WHEREAS, the Committee has determined that it is in the best interests of the Company and its stockholders to grant the RSUs provided for herein to the Participant on the terms and subject to the conditions set forth herein.

NOW, THEREFORE, for and in consideration of the premises and the covenants of the parties contained in this Agreement, and for other good and valuable consideration, the receipt of which is hereby acknowledged, the parties hereto, for themselves, their successors and assigns, hereby agree as follows:

1.     Grant of Restricted Stock Units.

(a)    Grant. The Company hereby grants to the Participant a total of [    ] RSUs, on the terms and subject to the conditions set forth in this Agreement and as otherwise provided in the Plan. The RSUs shall vest in accordance with Section 2. The RSUs shall be credited to a separate book-entry account maintained for the Participant on the books of the Company.

(b)    Incorporation by Reference. The provisions of the Plan are incorporated herein by reference. Except as otherwise expressly set forth herein, this Agreement shall be construed in accordance with the provisions of the Plan and any interpretations, amendments, rules and regulations promulgated by the Committee from time to time pursuant to the Plan. The Committee shall have final authority to interpret and construe the Plan and this Agreement and to make any and all determinations under them, and its decision shall be binding and conclusive upon the Participant and the Participant’s beneficiary in respect of any questions arising under the Plan or this Agreement. The Participant acknowledges that the Participant has received a copy of the Plan and has had an opportunity to review the Plan and agrees to be bound by all the terms and provisions of the Plan.

2.    Vesting; Settlement.

(a)    Except as may otherwise be provided herein, subject to the Participant’s continued appointment as a director of, or engagement to provide services to, the Company or any of its Affiliates, the RSUs shall vest on the earlier of (x) the first anniversary of the Date of Grant or (y) the date of the consummation of a Change in Control (such earlier date, the “Vesting Date”). Upon vesting, the RSUs shall no longer be subject to the transfer restrictions pursuant to Section 15(b) of the Plan or cancellation pursuant to Section 4 hereof.

DIRECTIVE 1: Set down the passage of the RSU agreement text starting at "(a)    Grant. The Company" and ending at "of the Company.", word for word.
The rows have no connection to the RSU agreement text.

GIVEN DATA:
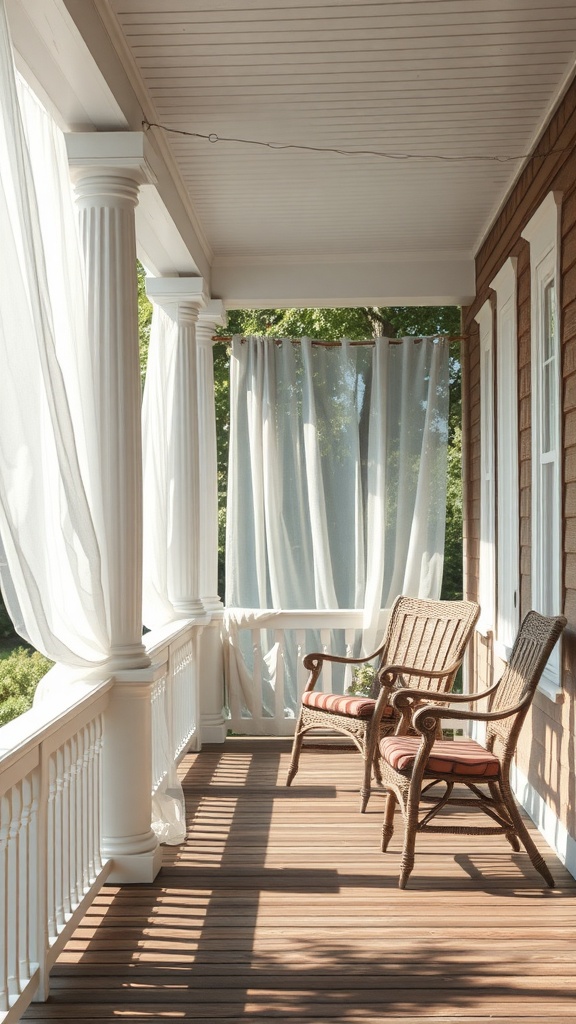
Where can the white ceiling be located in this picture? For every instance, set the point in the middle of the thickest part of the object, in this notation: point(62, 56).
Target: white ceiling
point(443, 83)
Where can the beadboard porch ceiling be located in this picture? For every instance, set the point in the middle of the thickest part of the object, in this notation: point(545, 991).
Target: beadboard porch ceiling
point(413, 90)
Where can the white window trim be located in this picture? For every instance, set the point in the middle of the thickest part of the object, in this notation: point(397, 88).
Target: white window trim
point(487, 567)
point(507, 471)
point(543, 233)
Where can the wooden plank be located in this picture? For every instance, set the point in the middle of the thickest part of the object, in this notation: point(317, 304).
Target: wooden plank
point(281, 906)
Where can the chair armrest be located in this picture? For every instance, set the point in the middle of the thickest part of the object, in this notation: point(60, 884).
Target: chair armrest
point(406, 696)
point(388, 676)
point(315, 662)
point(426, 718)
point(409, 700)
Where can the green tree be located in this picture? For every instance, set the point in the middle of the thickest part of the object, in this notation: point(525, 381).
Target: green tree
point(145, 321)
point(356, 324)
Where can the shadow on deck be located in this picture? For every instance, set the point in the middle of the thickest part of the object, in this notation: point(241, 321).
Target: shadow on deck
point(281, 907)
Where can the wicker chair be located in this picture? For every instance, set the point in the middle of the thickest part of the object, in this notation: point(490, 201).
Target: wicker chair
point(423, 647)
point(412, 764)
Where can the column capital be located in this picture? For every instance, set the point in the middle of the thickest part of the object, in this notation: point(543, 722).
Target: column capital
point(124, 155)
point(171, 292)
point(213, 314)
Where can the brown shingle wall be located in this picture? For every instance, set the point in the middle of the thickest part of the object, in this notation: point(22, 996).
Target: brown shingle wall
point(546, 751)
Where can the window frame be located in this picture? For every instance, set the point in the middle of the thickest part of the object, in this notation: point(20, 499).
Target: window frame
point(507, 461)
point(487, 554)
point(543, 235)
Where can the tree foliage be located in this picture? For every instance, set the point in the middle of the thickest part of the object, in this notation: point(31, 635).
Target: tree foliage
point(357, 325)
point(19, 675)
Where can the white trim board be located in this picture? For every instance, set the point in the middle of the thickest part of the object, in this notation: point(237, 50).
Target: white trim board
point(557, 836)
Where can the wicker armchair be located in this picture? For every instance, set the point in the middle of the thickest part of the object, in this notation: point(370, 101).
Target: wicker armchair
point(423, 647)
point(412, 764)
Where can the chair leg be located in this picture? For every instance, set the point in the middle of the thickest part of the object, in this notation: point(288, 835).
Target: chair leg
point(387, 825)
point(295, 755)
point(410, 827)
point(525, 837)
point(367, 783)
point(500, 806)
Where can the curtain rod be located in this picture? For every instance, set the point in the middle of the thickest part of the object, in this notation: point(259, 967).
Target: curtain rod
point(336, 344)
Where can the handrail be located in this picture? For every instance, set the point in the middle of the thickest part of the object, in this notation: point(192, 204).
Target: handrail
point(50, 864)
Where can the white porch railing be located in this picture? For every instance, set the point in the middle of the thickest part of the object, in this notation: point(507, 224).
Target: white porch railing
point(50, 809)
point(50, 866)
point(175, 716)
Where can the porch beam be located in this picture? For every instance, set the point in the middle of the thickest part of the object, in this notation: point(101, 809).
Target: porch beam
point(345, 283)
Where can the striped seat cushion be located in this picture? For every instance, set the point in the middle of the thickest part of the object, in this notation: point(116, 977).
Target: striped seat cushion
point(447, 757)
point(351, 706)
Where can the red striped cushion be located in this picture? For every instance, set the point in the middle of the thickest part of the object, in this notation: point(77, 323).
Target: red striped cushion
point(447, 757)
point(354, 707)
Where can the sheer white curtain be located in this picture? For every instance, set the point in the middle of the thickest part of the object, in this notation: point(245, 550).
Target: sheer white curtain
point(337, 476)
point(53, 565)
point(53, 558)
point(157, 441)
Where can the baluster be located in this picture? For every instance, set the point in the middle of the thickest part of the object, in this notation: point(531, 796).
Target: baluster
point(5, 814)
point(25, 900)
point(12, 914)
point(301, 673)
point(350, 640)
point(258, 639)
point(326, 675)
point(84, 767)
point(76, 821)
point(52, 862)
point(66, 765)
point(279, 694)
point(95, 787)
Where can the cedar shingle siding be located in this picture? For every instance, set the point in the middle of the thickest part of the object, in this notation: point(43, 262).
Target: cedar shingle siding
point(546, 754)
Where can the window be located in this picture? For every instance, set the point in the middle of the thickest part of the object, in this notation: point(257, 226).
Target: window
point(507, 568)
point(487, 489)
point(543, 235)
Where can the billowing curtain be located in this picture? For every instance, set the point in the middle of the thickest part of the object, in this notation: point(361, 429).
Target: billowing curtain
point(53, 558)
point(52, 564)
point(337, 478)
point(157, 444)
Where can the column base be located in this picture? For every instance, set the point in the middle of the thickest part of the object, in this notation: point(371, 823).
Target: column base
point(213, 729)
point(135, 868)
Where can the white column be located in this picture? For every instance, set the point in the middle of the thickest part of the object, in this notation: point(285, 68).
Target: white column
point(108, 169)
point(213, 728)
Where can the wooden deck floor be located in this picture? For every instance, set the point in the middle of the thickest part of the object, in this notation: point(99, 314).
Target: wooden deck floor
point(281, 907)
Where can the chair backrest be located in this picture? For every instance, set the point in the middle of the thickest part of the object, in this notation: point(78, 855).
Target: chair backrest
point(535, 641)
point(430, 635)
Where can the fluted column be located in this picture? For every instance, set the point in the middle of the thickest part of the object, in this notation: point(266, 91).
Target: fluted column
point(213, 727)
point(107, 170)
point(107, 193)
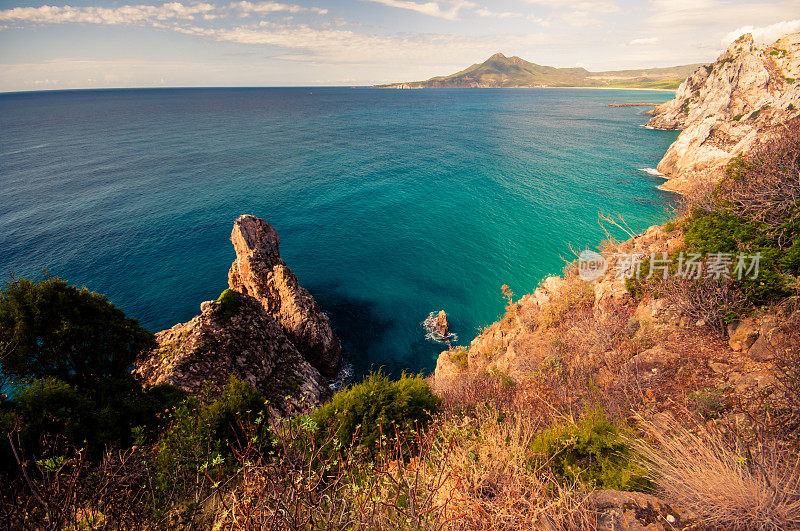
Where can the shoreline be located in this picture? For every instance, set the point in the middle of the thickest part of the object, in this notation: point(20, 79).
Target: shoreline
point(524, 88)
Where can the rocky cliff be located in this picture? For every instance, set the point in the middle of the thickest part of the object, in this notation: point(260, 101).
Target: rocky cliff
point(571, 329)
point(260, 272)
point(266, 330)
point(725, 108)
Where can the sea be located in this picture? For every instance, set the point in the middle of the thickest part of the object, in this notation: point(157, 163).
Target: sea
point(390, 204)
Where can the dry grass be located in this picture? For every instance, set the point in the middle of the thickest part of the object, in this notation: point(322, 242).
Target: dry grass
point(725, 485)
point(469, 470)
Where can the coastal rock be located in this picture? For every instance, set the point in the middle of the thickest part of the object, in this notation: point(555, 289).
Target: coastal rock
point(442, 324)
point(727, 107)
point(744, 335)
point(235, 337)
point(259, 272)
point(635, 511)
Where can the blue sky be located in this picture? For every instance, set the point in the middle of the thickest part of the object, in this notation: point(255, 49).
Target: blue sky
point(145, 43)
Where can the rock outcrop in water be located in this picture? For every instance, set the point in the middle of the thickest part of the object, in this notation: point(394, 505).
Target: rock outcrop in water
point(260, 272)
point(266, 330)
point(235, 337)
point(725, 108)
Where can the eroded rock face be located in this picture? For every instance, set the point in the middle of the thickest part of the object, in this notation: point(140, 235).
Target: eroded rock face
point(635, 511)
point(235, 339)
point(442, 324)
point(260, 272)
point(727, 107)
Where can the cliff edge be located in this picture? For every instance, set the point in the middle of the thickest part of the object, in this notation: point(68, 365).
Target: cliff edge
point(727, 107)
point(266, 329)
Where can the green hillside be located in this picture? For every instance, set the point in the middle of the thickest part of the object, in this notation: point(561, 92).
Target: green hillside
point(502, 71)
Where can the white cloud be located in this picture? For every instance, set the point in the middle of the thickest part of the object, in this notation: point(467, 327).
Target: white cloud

---

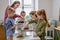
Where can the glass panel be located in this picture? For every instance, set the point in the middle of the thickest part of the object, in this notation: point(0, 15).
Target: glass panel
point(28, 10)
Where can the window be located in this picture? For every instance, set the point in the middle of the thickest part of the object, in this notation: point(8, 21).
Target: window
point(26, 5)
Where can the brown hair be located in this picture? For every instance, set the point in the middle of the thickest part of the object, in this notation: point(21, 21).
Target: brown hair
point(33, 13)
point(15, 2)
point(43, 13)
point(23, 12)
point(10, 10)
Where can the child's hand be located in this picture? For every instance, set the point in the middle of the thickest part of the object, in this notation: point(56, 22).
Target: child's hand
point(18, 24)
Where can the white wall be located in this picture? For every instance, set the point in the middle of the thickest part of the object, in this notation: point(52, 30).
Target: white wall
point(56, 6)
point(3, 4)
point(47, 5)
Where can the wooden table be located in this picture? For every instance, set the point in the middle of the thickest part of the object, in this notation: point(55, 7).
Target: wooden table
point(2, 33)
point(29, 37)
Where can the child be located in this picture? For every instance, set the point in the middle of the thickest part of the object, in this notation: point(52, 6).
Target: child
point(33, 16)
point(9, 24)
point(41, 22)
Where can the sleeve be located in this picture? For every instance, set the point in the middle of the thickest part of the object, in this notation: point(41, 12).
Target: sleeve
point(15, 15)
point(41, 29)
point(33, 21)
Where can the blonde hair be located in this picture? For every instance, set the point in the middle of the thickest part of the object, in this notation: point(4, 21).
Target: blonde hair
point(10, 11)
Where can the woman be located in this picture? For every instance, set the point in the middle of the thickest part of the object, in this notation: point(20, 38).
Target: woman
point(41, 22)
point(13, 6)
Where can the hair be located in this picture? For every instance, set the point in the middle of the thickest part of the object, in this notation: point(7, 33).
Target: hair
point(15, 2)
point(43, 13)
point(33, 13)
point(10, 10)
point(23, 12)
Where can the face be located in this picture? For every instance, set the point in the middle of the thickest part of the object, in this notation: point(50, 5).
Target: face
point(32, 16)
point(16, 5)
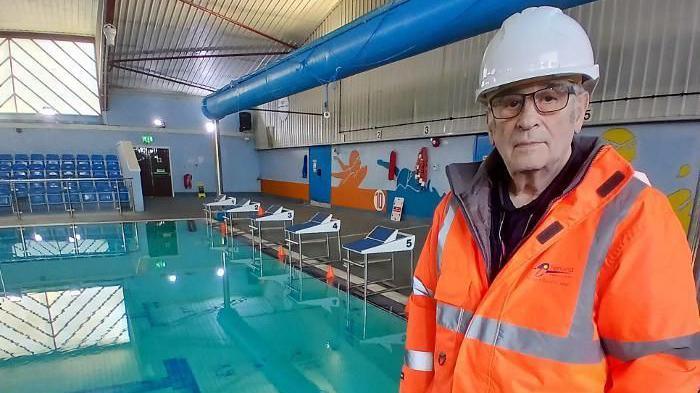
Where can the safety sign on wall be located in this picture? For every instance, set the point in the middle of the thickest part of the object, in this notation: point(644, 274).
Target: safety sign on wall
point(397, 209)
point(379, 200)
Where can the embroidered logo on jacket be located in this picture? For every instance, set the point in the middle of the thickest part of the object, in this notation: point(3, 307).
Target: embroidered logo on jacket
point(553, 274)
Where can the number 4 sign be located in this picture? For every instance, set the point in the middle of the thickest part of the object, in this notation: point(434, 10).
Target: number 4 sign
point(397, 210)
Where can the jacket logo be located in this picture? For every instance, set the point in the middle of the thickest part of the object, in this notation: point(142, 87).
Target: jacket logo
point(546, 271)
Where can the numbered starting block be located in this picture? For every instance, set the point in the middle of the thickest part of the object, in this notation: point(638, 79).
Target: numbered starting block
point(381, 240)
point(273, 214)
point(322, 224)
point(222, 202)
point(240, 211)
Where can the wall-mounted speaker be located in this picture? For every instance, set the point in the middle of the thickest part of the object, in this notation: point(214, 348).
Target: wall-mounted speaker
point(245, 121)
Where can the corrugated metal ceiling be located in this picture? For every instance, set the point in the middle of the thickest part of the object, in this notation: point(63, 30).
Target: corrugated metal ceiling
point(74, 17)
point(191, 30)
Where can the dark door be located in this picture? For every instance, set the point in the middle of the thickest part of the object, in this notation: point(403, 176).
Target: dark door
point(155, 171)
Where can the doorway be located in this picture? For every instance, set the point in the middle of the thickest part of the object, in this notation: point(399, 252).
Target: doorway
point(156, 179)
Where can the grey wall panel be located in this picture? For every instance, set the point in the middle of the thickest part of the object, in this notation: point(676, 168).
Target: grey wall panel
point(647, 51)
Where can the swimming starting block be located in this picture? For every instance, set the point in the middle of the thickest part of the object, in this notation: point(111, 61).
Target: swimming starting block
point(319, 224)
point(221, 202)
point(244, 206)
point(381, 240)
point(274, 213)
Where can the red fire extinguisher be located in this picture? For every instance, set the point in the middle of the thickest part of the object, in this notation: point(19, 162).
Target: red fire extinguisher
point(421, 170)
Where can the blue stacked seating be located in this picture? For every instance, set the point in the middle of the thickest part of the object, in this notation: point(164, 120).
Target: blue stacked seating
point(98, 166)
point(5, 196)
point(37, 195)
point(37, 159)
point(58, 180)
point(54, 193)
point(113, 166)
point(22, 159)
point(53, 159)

DIRECTIVE 2: Rewrite the rows above, starting at the line containing "Where can the blue stacked" and ending at the line containing "point(5, 196)", as a Markdown table with the columns Number and Line, one table row per line and no blank lines.

CORRECT RESULT 1:
(a)    Grant. The Company hereby grants to the Participant a total of [    ] RSUs, on the terms and subject to the conditions set forth in this Agreement and as otherwise provided in the Plan. The RSUs shall vest in accordance with Section 2. The RSUs shall be credited to a separate book-entry account maintained for the Participant on the books of the Company.

CORRECT RESULT 2:
| Number | Line |
|---|---|
| 1 | Where can the blue stacked seating be located in this picture? For every instance, set the point in the middle of the thickest part of the object, in this notation: point(164, 120). |
| 2 | Target: blue stacked seating |
| 3 | point(98, 166) |
| 4 | point(5, 196) |